Document excerpt:

More jobs, less corruption needed to fight far right, Hungary’s next prime minister says
By Pablo Gorondi, APMonday, April 12, 2010
Hungary to add jobs, cut graft to fight far right
BUDAPEST, Hungary — Hungary’s prime minister in waiting on Monday linked the striking weekend electoral surge of a militia-backed far-right party to corruption and unemployment and pledged to address those problems.
And the European Union expressed concern about the rise of the far right across the continent.
The far-right Jobbik party won 16.6 percent of the vote over the weekend. The party is tied to the Hungarian Guard, a group whose black uniforms are reminiscent of Hungary’s pro-Nazi groups of the 1940s, and which is seen as a source of intimidation of Gypsies and other minorities.
Viktor Orban’s center-right Fidesz scored a landslide victory in Sunday’s first round of parliamentary elections, capturing nearly 53 percent. But the real political shake-up was the strong showing of Jobbik, which finished third — hard on the heels of the governing Socialists. The Socialist Party tumbled to less 20 percent compared to 43 percent in the last elections four years ago.
The European Union and Jewish groups used Jobbik’s showing to sound the alarm about the rise of extremist parties across the continent.
“We all have to work so that within the EU, populist, xenophobia, radical, nationalist, anti-European positions have as little support as possible,” said Spain’s state secretary for European affairs, Diego Lopez, speaking for the European Presidency.
The European Jewish Congress said Europe needed to work harder against the increase of “obsessive anti-Semitism.”
“As a result of the economic crisis, certain extreme parties are able to deliver a scapegoat upon which to blame all their ills,” said the congress’s president, Moshe Kantor
Jobbik’s rise from the political fringe over the past year has been based on an extreme nationalist message with strong anti-Gypsy and anti-Semitic overtones. The Jobbik theme exploits stubborn East European prejudices that the Gypsies — or Roma — are thieves who evade work while cashing in on state benefits, and that the nation is being sold out to a corrupt Jewish minority, many of them pulling the political and economic strings.

Exercise brief: Reproduce the Hungarian election article in full, word for word. The items after this point come from a separate source unrelated to the Hungarian election article.

Material provided:

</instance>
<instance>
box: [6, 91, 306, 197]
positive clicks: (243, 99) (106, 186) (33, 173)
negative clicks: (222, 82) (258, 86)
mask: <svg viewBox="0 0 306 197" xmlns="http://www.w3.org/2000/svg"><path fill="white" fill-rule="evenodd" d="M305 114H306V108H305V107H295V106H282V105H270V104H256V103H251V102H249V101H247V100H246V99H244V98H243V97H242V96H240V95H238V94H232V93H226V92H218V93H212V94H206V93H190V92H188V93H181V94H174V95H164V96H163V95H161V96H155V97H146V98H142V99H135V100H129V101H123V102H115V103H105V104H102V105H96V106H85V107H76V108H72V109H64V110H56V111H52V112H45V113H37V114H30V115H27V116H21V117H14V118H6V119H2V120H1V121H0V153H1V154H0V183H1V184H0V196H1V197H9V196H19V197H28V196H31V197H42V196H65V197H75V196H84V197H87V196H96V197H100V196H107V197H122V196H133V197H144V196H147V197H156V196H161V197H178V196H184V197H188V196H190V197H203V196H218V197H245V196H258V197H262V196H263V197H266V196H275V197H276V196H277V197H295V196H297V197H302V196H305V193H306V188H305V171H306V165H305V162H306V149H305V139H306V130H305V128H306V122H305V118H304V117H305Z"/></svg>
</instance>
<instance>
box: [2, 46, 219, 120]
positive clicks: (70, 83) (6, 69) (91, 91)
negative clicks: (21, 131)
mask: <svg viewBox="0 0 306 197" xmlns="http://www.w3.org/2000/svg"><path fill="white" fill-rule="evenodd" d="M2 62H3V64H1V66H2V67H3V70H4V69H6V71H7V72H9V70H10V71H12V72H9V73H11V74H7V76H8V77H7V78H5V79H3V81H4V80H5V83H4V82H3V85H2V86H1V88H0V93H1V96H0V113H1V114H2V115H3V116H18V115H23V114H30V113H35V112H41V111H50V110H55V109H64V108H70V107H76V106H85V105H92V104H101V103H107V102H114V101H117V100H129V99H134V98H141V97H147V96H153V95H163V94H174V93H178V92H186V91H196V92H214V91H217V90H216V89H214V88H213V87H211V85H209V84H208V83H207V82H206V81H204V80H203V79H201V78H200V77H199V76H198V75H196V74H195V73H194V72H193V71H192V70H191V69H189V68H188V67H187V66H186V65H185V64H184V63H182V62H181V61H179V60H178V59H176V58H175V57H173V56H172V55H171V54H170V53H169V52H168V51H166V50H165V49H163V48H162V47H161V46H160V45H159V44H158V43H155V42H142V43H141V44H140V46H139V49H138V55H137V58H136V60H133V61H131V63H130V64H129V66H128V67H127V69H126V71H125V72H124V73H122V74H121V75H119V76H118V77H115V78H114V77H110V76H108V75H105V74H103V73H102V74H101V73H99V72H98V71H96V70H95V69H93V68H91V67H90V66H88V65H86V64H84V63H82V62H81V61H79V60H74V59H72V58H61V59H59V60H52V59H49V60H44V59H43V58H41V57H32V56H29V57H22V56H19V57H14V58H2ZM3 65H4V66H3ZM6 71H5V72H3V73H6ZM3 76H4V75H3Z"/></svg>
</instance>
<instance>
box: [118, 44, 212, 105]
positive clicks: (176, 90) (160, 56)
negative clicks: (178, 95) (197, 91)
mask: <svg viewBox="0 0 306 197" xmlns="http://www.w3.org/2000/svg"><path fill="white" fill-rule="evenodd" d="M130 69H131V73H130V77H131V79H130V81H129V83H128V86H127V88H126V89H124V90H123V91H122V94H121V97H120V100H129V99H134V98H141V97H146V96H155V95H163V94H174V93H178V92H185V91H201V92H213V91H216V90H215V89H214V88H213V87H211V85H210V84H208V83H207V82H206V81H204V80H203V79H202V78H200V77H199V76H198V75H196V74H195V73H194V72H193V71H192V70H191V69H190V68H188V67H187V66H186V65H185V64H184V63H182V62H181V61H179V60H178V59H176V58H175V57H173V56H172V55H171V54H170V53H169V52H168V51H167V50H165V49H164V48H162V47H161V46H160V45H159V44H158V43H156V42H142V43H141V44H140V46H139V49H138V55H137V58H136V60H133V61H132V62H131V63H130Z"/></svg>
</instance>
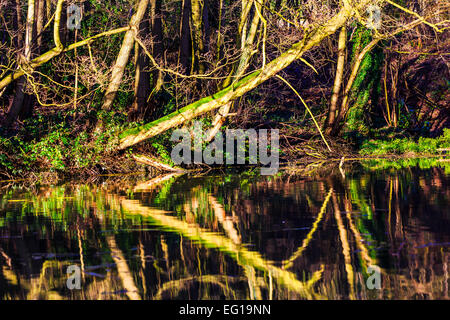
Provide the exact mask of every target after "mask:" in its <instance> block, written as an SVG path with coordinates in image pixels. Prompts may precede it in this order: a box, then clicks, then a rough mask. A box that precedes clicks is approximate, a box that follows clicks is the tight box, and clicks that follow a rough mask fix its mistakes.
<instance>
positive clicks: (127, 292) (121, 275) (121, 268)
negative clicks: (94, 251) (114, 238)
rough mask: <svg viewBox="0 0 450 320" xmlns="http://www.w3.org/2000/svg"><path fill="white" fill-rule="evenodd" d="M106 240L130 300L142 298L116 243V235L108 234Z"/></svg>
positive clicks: (131, 275)
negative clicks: (110, 249) (134, 282)
mask: <svg viewBox="0 0 450 320" xmlns="http://www.w3.org/2000/svg"><path fill="white" fill-rule="evenodd" d="M106 241H107V242H108V246H109V248H110V249H111V256H112V258H113V260H114V262H115V263H116V266H117V272H118V273H119V277H120V279H121V280H122V285H123V287H124V288H125V290H127V292H126V294H127V296H128V298H129V299H130V300H141V296H140V295H139V290H138V289H137V287H136V285H135V284H134V279H133V275H132V273H131V271H130V268H129V267H128V265H127V262H126V260H125V257H124V255H123V253H122V251H121V250H120V249H119V247H118V246H117V244H116V239H114V236H108V237H106Z"/></svg>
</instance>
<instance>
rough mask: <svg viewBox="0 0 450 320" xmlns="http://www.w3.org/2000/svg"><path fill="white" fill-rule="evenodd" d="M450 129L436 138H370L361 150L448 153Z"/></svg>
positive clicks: (381, 153) (372, 151)
mask: <svg viewBox="0 0 450 320" xmlns="http://www.w3.org/2000/svg"><path fill="white" fill-rule="evenodd" d="M442 149H450V129H444V133H443V134H442V135H441V136H440V137H437V138H424V137H419V138H418V139H417V140H415V139H413V138H395V139H390V140H378V139H373V140H372V139H371V140H367V141H365V142H363V144H362V146H361V150H360V151H359V152H360V153H361V154H363V155H378V156H379V155H392V154H394V155H408V156H414V155H437V154H443V153H447V154H448V153H449V150H446V151H445V150H442Z"/></svg>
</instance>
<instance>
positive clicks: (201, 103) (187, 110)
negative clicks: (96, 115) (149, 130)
mask: <svg viewBox="0 0 450 320" xmlns="http://www.w3.org/2000/svg"><path fill="white" fill-rule="evenodd" d="M259 73H260V71H255V72H253V73H251V74H249V75H248V76H246V77H244V78H242V79H241V80H239V81H238V82H236V83H235V84H233V85H230V86H228V87H227V88H225V89H223V90H221V91H219V92H217V93H215V94H213V95H211V96H208V97H205V98H203V99H200V100H198V101H196V102H194V103H191V104H189V105H187V106H185V107H183V108H181V109H179V110H177V111H175V112H172V113H171V114H168V115H167V116H164V117H162V118H159V119H158V120H155V121H152V122H149V123H147V124H144V125H142V126H140V127H137V128H133V129H128V130H125V131H124V132H122V133H121V134H120V135H119V139H120V140H123V139H125V138H127V137H129V136H133V135H138V134H140V133H143V132H146V131H148V130H150V129H151V128H153V127H155V126H157V125H159V124H161V123H164V122H166V121H169V120H171V119H173V118H174V117H176V116H177V115H179V114H182V113H184V112H186V111H189V110H195V109H197V108H198V107H200V106H201V105H203V104H206V103H208V102H210V101H213V100H216V99H219V98H221V97H223V96H224V95H225V94H227V93H228V92H230V91H232V90H235V89H236V88H238V87H240V86H241V85H243V84H245V83H247V82H248V81H249V80H251V79H253V78H254V77H256V76H257V75H259Z"/></svg>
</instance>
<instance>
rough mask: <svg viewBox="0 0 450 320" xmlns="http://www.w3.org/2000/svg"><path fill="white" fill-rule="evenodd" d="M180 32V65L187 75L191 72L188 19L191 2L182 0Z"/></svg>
mask: <svg viewBox="0 0 450 320" xmlns="http://www.w3.org/2000/svg"><path fill="white" fill-rule="evenodd" d="M182 11H183V13H182V15H181V30H180V42H181V43H180V54H179V56H180V64H181V66H182V68H183V69H184V72H185V73H187V74H189V72H190V70H191V67H190V66H191V64H190V58H191V28H190V23H189V19H190V16H191V0H183V6H182Z"/></svg>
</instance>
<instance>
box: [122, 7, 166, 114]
mask: <svg viewBox="0 0 450 320" xmlns="http://www.w3.org/2000/svg"><path fill="white" fill-rule="evenodd" d="M149 17H150V19H149V20H147V19H146V20H144V21H142V22H141V23H140V27H139V28H140V29H139V33H140V34H141V35H142V36H145V35H148V34H151V36H152V38H153V42H152V48H151V52H152V55H153V57H154V58H155V59H156V60H157V61H158V60H159V59H160V58H161V57H162V54H163V44H162V41H163V35H162V22H161V0H150V8H149ZM135 50H136V55H137V59H136V60H137V61H136V76H135V98H134V102H133V107H132V112H131V113H130V114H129V118H130V120H137V119H139V118H141V117H144V116H145V115H147V114H148V113H152V112H153V111H154V110H153V109H154V108H151V106H152V105H153V103H152V99H151V96H152V95H153V94H155V93H156V92H158V91H159V90H160V88H161V86H162V82H163V79H162V76H163V74H162V72H161V71H160V70H158V69H157V68H154V70H153V71H149V69H150V68H151V63H150V59H149V57H148V56H147V55H146V54H145V53H144V52H143V50H142V49H141V48H139V46H138V45H136V49H135ZM150 109H151V110H150Z"/></svg>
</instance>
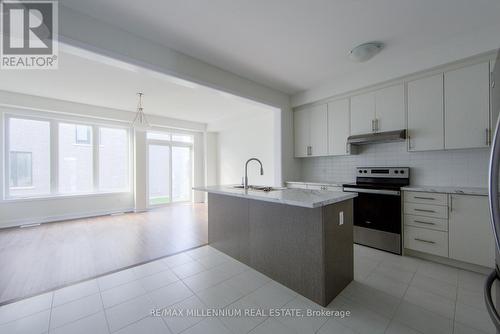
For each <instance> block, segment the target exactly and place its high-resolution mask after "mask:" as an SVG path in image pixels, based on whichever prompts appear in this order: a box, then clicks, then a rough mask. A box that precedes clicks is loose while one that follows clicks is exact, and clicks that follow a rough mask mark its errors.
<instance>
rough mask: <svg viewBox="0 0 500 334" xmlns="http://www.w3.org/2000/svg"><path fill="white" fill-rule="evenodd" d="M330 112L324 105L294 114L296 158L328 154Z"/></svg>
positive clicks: (299, 111)
mask: <svg viewBox="0 0 500 334" xmlns="http://www.w3.org/2000/svg"><path fill="white" fill-rule="evenodd" d="M327 114H328V111H327V105H326V104H322V105H318V106H313V107H310V108H306V109H302V110H297V111H295V112H294V116H293V123H294V141H295V156H296V157H308V156H322V155H327V154H328V115H327Z"/></svg>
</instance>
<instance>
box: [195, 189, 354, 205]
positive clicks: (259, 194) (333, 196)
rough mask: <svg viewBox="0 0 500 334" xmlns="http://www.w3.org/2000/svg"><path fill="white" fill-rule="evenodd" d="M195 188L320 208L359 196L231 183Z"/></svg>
mask: <svg viewBox="0 0 500 334" xmlns="http://www.w3.org/2000/svg"><path fill="white" fill-rule="evenodd" d="M193 190H197V191H205V192H208V193H213V194H219V195H227V196H234V197H240V198H246V199H252V200H257V201H265V202H272V203H280V204H286V205H292V206H299V207H304V208H319V207H322V206H326V205H330V204H334V203H339V202H343V201H346V200H349V199H353V198H355V197H356V196H357V194H356V193H350V192H349V193H348V192H341V191H326V190H310V189H287V188H285V189H278V190H273V191H269V192H264V191H259V190H250V189H238V188H233V187H232V186H231V185H217V186H207V187H193Z"/></svg>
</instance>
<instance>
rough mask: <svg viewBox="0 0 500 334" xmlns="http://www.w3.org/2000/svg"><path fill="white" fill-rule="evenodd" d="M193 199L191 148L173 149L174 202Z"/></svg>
mask: <svg viewBox="0 0 500 334" xmlns="http://www.w3.org/2000/svg"><path fill="white" fill-rule="evenodd" d="M190 198H191V147H184V146H173V147H172V200H173V201H189V199H190Z"/></svg>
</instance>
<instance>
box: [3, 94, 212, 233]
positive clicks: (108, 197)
mask: <svg viewBox="0 0 500 334" xmlns="http://www.w3.org/2000/svg"><path fill="white" fill-rule="evenodd" d="M5 113H11V114H23V115H30V116H39V117H55V118H64V119H74V120H78V119H82V117H83V118H84V119H85V120H88V119H89V118H91V119H94V121H95V122H96V123H99V122H100V123H102V124H108V123H113V124H114V123H117V124H122V125H123V124H128V123H129V122H130V120H131V119H132V118H133V116H134V115H133V113H131V112H128V111H123V110H116V109H109V108H101V107H96V106H91V105H85V104H79V103H72V102H68V101H61V100H55V99H48V98H43V97H38V96H31V95H25V94H19V93H12V92H5V91H0V120H3V118H4V117H3V115H4V114H5ZM148 119H149V120H150V122H151V124H152V125H154V126H155V128H157V129H172V128H182V129H185V130H186V129H190V130H192V131H193V132H192V133H194V134H195V139H196V138H197V139H196V140H195V145H197V147H198V148H197V149H196V148H195V149H194V160H195V162H196V161H198V163H195V166H194V168H195V171H194V177H195V178H194V182H195V184H204V182H205V181H204V176H205V173H204V171H203V168H204V164H203V160H204V157H203V148H204V143H203V135H202V133H203V131H205V128H206V125H205V124H202V123H196V122H188V121H181V120H174V119H169V118H164V117H159V116H151V117H148ZM2 131H3V124H2V126H0V147H1V148H2V154H0V173H1V174H0V175H2V176H3V175H5V170H4V166H5V162H4V160H3V159H4V156H5V155H4V154H3V148H4V143H3V140H4V136H3V134H2ZM135 137H136V138H137V140H135V141H134V142H133V143H131V145H132V147H133V149H132V150H131V152H132V154H131V156H132V157H133V158H134V163H133V164H132V166H131V167H132V168H131V171H130V173H131V175H132V176H134V178H133V183H132V184H133V185H134V187H131V191H130V192H125V193H114V194H97V195H95V194H91V195H82V196H65V197H54V198H41V199H35V198H33V199H26V200H3V199H2V198H3V196H0V228H2V227H9V226H16V225H21V224H30V223H40V222H49V221H56V220H65V219H71V218H79V217H86V216H96V215H102V214H109V213H114V212H123V211H131V210H138V211H141V210H145V209H146V208H147V196H146V191H147V186H146V185H147V182H146V181H147V176H146V175H147V174H146V166H147V164H146V160H145V159H146V154H145V152H146V140H145V133H144V132H140V131H139V132H137V133H136V135H135ZM134 143H135V145H134ZM200 168H201V170H200ZM3 184H4V177H0V187H1V188H0V189H1V191H2V192H3V189H4V186H3ZM133 189H135V191H133ZM194 199H195V200H198V201H199V200H200V199H199V198H198V197H195V198H194Z"/></svg>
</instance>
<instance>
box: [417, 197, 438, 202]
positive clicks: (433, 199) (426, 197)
mask: <svg viewBox="0 0 500 334" xmlns="http://www.w3.org/2000/svg"><path fill="white" fill-rule="evenodd" d="M413 198H416V199H428V200H430V201H434V200H436V199H435V198H433V197H420V196H414V197H413Z"/></svg>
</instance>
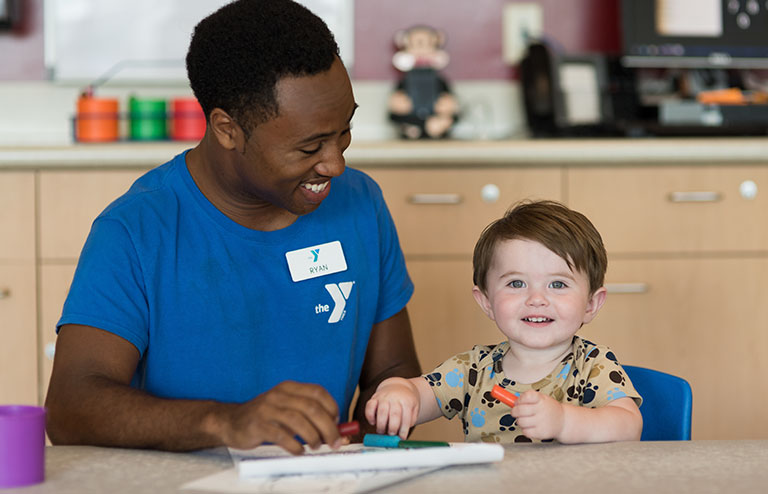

Task response:
More jobs, less corruption needed to fight far right, Hungary’s next prime minister says
By Pablo Gorondi, APMonday, April 12, 2010
Hungary to add jobs, cut graft to fight far right
BUDAPEST, Hungary — Hungary’s prime minister in waiting on Monday linked the striking weekend electoral surge of a militia-backed far-right party to corruption and unemployment and pledged to address those problems.
And the European Union expressed concern about the rise of the far right across the continent.
The far-right Jobbik party won 16.6 percent of the vote over the weekend. The party is tied to the Hungarian Guard, a group whose black uniforms are reminiscent of Hungary’s pro-Nazi groups of the 1940s, and which is seen as a source of intimidation of Gypsies and other minorities.
Viktor Orban’s center-right Fidesz scored a landslide victory in Sunday’s first round of parliamentary elections, capturing nearly 53 percent. But the real political shake-up was the strong showing of Jobbik, which finished third — hard on the heels of the governing Socialists. The Socialist Party tumbled to less 20 percent compared to 43 percent in the last elections four years ago.
The European Union and Jewish groups used Jobbik’s showing to sound the alarm about the rise of extremist parties across the continent.
“We all have to work so that within the EU, populist, xenophobia, radical, nationalist, anti-European positions have as little support as possible,” said Spain’s state secretary for European affairs, Diego Lopez, speaking for the European Presidency.
The European Jewish Congress said Europe needed to work harder against the increase of “obsessive anti-Semitism.”
“As a result of the economic crisis, certain extreme parties are able to deliver a scapegoat upon which to blame all their ills,” said the congress’s president, Moshe Kantor
Jobbik’s rise from the political fringe over the past year has been based on an extreme nationalist message with strong anti-Gypsy and anti-Semitic overtones. The Jobbik theme exploits stubborn East European prejudices that the Gypsies — or Roma — are thieves who evade work while cashing in on state benefits, and that the nation is being sold out to a corrupt Jewish minority, many of them pulling the political and economic strings.